EXERCISE | Each line of the listing must be transcribed exactly, except for the images, which should be excluded.

┄┄┄┄┄┄┄┄┄┄

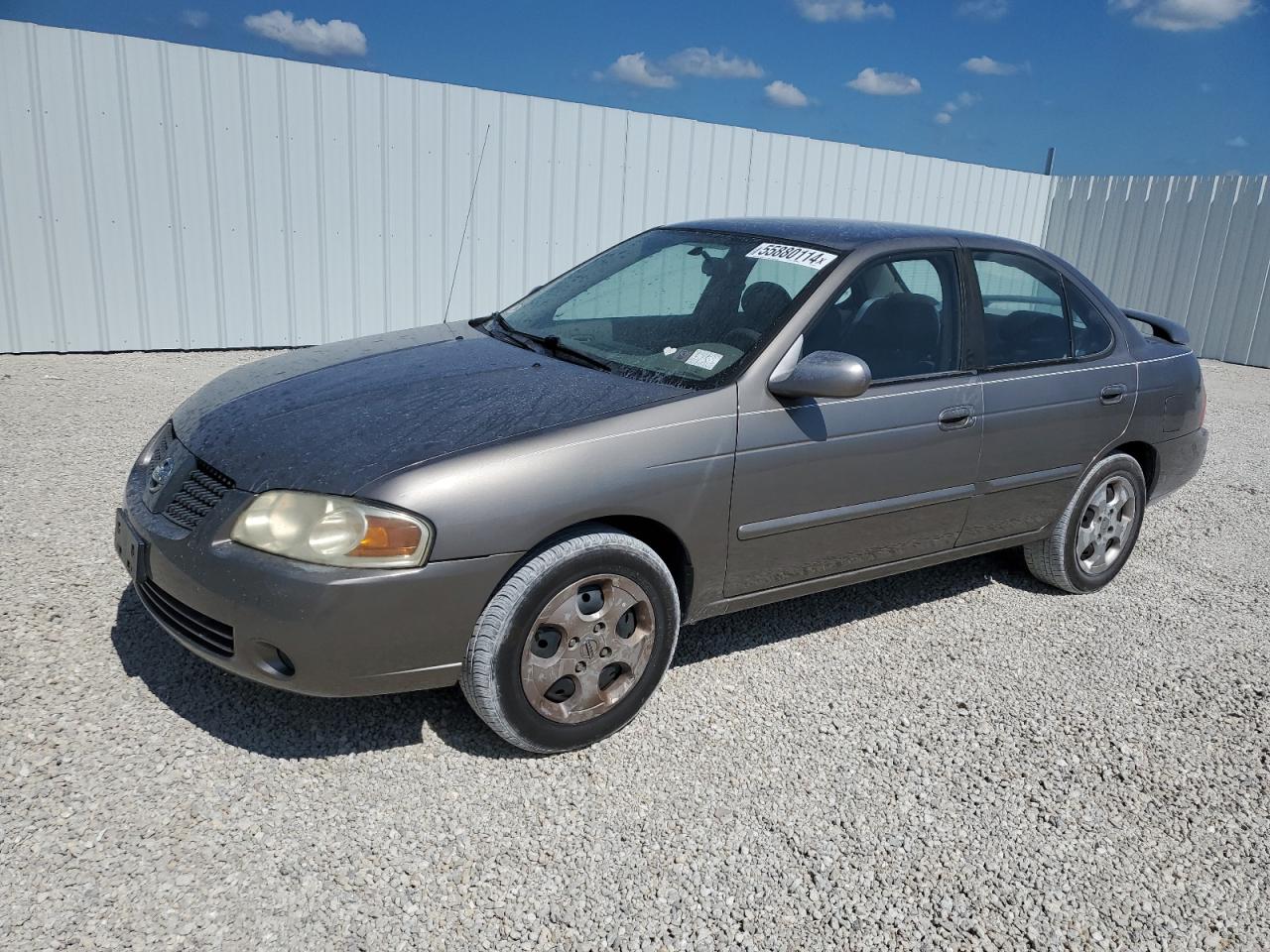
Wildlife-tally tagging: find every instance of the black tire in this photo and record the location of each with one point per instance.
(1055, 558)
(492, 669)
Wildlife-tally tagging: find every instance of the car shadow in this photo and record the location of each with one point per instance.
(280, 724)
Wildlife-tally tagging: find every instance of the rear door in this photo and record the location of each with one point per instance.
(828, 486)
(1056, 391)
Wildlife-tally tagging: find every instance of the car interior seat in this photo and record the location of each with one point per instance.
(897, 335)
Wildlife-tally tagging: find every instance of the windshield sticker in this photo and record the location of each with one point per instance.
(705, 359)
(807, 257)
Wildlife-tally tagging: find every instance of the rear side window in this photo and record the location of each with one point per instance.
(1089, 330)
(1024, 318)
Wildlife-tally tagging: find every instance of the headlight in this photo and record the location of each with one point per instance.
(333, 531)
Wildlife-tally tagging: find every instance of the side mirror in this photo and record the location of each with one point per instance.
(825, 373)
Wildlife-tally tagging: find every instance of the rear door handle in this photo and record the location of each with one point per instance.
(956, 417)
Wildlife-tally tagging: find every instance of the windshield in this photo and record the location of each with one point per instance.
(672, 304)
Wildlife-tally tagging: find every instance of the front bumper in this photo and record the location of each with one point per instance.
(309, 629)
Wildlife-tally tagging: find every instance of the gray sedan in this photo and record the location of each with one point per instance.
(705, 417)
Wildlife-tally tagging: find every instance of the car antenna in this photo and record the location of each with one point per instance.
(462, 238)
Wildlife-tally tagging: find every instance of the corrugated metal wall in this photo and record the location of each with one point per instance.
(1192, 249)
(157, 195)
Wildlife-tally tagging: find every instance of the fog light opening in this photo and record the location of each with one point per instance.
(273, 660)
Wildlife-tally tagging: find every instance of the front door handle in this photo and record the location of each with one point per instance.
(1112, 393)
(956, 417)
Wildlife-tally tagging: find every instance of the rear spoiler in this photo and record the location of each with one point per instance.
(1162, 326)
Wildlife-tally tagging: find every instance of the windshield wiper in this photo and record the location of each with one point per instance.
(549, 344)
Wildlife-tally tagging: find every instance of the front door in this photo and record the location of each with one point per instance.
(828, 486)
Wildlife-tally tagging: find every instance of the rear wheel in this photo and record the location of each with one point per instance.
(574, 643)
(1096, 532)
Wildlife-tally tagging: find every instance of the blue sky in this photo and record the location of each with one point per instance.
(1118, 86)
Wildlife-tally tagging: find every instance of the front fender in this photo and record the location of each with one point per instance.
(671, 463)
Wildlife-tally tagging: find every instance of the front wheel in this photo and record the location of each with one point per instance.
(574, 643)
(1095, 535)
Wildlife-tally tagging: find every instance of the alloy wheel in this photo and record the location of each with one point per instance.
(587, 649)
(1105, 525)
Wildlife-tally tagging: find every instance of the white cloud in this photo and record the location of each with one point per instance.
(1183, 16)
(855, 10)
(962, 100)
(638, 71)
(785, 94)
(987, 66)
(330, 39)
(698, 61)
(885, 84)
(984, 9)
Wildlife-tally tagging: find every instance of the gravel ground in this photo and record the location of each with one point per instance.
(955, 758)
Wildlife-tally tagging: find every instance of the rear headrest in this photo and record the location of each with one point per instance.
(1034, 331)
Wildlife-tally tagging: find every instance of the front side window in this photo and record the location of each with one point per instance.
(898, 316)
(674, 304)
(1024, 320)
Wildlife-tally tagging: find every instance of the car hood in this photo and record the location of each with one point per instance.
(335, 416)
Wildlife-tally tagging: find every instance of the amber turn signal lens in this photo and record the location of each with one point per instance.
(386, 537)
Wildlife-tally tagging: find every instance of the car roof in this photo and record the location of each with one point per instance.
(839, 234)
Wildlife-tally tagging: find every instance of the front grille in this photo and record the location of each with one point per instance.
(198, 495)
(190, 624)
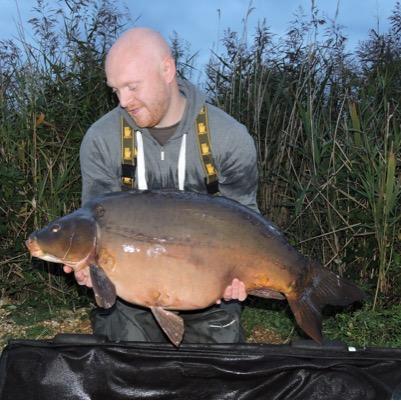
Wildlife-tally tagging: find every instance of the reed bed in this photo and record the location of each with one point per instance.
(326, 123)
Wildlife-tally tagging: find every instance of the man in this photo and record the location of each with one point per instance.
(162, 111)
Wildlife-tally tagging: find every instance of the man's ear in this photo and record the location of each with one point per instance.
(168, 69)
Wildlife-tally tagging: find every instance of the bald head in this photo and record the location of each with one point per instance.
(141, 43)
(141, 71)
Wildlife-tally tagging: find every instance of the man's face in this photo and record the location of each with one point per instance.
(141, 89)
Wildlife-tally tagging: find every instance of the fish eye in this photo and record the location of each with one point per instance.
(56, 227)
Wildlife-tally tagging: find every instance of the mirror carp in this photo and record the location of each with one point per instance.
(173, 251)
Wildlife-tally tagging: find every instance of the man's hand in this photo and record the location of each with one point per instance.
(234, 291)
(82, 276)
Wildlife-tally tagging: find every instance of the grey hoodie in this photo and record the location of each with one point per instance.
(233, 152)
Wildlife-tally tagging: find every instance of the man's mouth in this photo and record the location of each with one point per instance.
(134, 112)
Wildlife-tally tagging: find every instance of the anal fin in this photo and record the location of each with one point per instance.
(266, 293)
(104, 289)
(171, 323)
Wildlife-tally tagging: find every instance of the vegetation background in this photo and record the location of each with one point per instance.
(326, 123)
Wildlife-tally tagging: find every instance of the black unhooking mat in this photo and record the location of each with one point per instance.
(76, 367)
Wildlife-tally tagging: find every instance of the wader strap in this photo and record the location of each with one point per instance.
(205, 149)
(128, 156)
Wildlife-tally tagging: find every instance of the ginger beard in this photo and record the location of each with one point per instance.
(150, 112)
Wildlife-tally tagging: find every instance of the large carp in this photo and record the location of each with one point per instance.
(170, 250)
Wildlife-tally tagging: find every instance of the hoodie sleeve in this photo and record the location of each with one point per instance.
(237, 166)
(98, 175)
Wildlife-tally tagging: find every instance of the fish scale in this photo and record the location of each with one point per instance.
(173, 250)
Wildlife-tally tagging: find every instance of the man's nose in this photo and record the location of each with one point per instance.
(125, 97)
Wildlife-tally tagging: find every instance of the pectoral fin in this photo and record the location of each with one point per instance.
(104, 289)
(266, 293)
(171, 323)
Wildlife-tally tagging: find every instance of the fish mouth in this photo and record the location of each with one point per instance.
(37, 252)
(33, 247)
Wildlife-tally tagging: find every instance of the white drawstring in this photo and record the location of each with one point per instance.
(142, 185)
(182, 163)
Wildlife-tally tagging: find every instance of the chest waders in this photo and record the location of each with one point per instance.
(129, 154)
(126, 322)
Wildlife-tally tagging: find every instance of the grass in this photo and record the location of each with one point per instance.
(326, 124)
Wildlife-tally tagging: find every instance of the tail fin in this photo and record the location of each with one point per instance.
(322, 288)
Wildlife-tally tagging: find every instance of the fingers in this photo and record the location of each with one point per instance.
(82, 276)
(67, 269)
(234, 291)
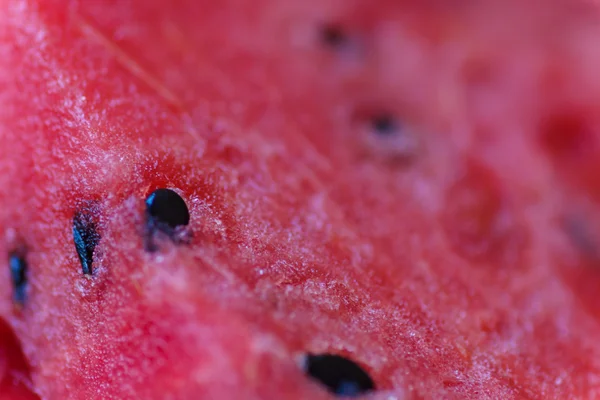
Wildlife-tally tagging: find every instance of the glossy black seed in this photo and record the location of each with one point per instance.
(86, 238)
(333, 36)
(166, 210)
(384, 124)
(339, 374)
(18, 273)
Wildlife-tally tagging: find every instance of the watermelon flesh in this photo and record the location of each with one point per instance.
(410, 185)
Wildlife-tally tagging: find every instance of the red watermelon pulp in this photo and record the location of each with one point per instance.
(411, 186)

┄┄┄┄┄┄┄┄┄┄

YOUR SOLUTION |
Wildlife-tally tagging: find every instance of the black tire in this photo and record the location of each with one point per instance.
(1055, 558)
(492, 669)
Wildlife-tally tagging: find every instance of the car shadow in this photo and record the location of each with one point per instance.
(280, 724)
Wildlife-tally tagging: find every instance of the rear door in this photo and record the location of each with one point per instance.
(828, 486)
(1056, 391)
Wildlife-tally tagging: find every instance of the car interior seat in this photo and record the location of each with one point per instance.
(897, 335)
Wildlife-tally tagging: find every instance of the windshield sticker in this photo and record the location of each with one point per instance.
(705, 359)
(807, 257)
Wildlife-tally tagging: find every instance of the rear side window in this photo and record the location of each with one point per instance.
(1089, 330)
(1024, 318)
Wildlife-tally tagging: find every instance of the headlight in this photo and record the location of each with one point per instance.
(333, 531)
Wildlife-tally tagging: find every instance of the side mirror in this photo and record the location of each with one point per instance.
(825, 373)
Wildlife-tally tagging: find every instance of the rear door handle in this photo and record the location of each with one point per instance.
(956, 417)
Wildlife-tally tagging: find every instance of the windshield in this photo and record the location of each with one point per instance.
(672, 304)
Wildlife-tally tagging: find every instance of the front bumper in this photo and record the location of each with one point per instance.
(309, 629)
Wildlife-tally tagging: find every instance of the gray sedan in this photo and record the location of each with one point per instance.
(705, 417)
Wildlife-tally tagging: find every instance of the car antenna in this photo and record the location of each with one point per instance.
(462, 238)
Wildlife-tally tagging: find every instance of the corrugated metal wall in this photo and record the location of each with one point per instance.
(1192, 249)
(157, 195)
Wildlife-tally tagging: find every instance of the fog light opening in this photo and record the location of each with one point per instance.
(273, 660)
Wildlife-tally tagging: find every instance of the front door handle in this photo and record the location of each with one point per instance.
(1112, 393)
(956, 417)
Wildlife-tally tagging: find every instance of the rear spoiler in this photo and record the location of each with one point per instance.
(1162, 326)
Wildlife-tally tagging: find every instance of the windshield wiper in this photo and record the location of each with one point per instance.
(549, 344)
Wildlife-tally tagging: find every instance of the front door in this photo and record the location of each with one point per instance.
(828, 486)
Wildlife-tally tagging: find every instance of the rear wheel in this photo and record the location of each with one point per instance.
(574, 643)
(1096, 532)
Wildlife-tally tagging: find every instance of the blue sky in this photo and record the location of each with one point per instance.
(1118, 86)
Wildlife-tally tagging: find every instance of the front fender in this photo and record the location of each with one point per instance.
(671, 463)
Wildlife-tally tagging: find every instance of the front wheel in this photo and record the location of each with one point per instance.
(574, 643)
(1095, 535)
Wildlife-tally tagging: find every instance of the alloy wheel in this photo and record the location of each with one point per instance.
(587, 649)
(1105, 525)
Wildlife-tally tagging: find every instance of the white cloud in this photo and record the location of each with one point per instance.
(1183, 16)
(855, 10)
(962, 100)
(638, 71)
(785, 94)
(987, 66)
(330, 39)
(698, 61)
(885, 84)
(984, 9)
Wildlife-tally tagging: find every instance of the gravel ground in this photo and record the location of each with one point per instance.
(955, 758)
Wildlife-tally tagging: find every instance of the rear headrest in this photo and record the location of each with one point per instance.
(1034, 331)
Wildlife-tally tagging: find every instance of the front side window in this photo and record the location of each with one point per instance.
(898, 316)
(674, 304)
(1024, 320)
Wildlife-tally tagging: find every instance of the car hood in this photo and record the location of each with one point per instance.
(335, 416)
Wildlife-tally tagging: find every instance of the amber turn signal lens in this photo and record the location of each with one point per instance.
(386, 537)
Wildlife-tally tagging: find every instance of the car roof in this photo and record the location of each with one point per instance.
(839, 234)
Wildlife-tally tagging: find every instance of the front grille in this photo and record the location of each with one point per instance.
(198, 495)
(190, 624)
Wildlife-tally tagging: find every instance of the reed bed in this photo and record the location of each with one point per instance.
(326, 123)
Wildlife-tally tagging: find every instance of the man in this photo and record the location of each with one point per instance.
(162, 111)
Wildlife-tally tagging: find every instance of the man's ear in this photo and record the location of each with one point per instance.
(168, 69)
Wildlife-tally tagging: find every instance of the bald head in this photo and record the location of each with one point per instance.
(141, 43)
(141, 71)
Wildlife-tally tagging: find every instance of the man's face in this photo and record the location of each with one point per instance.
(141, 89)
Wildlife-tally tagging: find every instance of the fish eye in this photo and record the location of each with one point per instance.
(56, 227)
Wildlife-tally tagging: find every instance of the mirror carp in this photo and record the location of each with one point per instance.
(173, 251)
Wildlife-tally tagging: find every instance of the man's hand in this photo and record the location of each with one point per instance.
(234, 291)
(82, 276)
Wildlife-tally tagging: find every instance of the grey hoodie in this photo and record the location of each with one point per instance.
(233, 152)
Wildlife-tally tagging: find every instance of the man's mouth in this photo and record the location of each with one point per instance.
(134, 112)
Wildlife-tally tagging: find every instance of the anal fin in this photo and record the location of each with one point per instance.
(266, 293)
(104, 289)
(171, 323)
Wildlife-tally tagging: find every instance of the vegetation background in this photo and record the location of each with one point per instance.
(326, 123)
Wildlife-tally tagging: find every instance of the black unhooking mat in this photo and record the location of each with one point per instance.
(76, 367)
Wildlife-tally tagging: find every instance of the wader strap in this photo and record the location of each with one point per instance.
(205, 149)
(128, 156)
Wildlife-tally tagging: find every instance of the ginger beard in this photo and record the location of each with one point per instance.
(150, 112)
Wildlife-tally tagging: find every instance of the large carp in this photo and record the location of each with one point per instance.
(170, 250)
Wildlife-tally tagging: find every instance of the hoodie sleeve in this photo and record the location of each with one point per instance.
(237, 166)
(98, 175)
Wildlife-tally tagging: find every instance of the fish scale in this photo and record the location of each with one point per instance.
(173, 250)
Wildlife-tally tagging: find every instance of the man's nose in this photo and record the location of each with one point per instance.
(125, 97)
Wildlife-tally tagging: find every instance of the pectoral fin in this photo and record the location of each with one point per instance.
(104, 289)
(266, 293)
(171, 323)
Wildlife-tally tagging: find every instance of the fish mouth in this photo and record the location of each with one point per instance.
(37, 252)
(33, 247)
Wildlife-tally tagging: find every instance of the white drawstring in this photo and record the location of each with one point per instance.
(142, 185)
(182, 163)
Wildlife-tally tagging: find every instance of the chest waders in this photo and record the location of each with one point per instance.
(129, 154)
(126, 322)
Wildlife-tally tagging: find every instance of the grass in this photo and record the location of each with one point per instance.
(326, 124)
Wildlife-tally tagging: find every instance of the tail fin in this photo and record the location of each with one point per instance.
(322, 288)
Wildlife-tally tagging: find every instance of the fingers in this photo and record the location of each with one point per instance.
(82, 276)
(67, 269)
(234, 291)
Wildlife-tally tagging: find every instance of the glossy black seed in this photo and record the location of each with one point per instance.
(86, 238)
(333, 36)
(166, 210)
(384, 124)
(339, 374)
(18, 273)
Wildlife-tally tagging: find every instance of the watermelon flesh in this photo and record the location of each with one point per instance.
(410, 185)
Wildlife-tally tagging: find every instance of the red watermelon pulp in this photo and record the location of each with one point per instance.
(411, 186)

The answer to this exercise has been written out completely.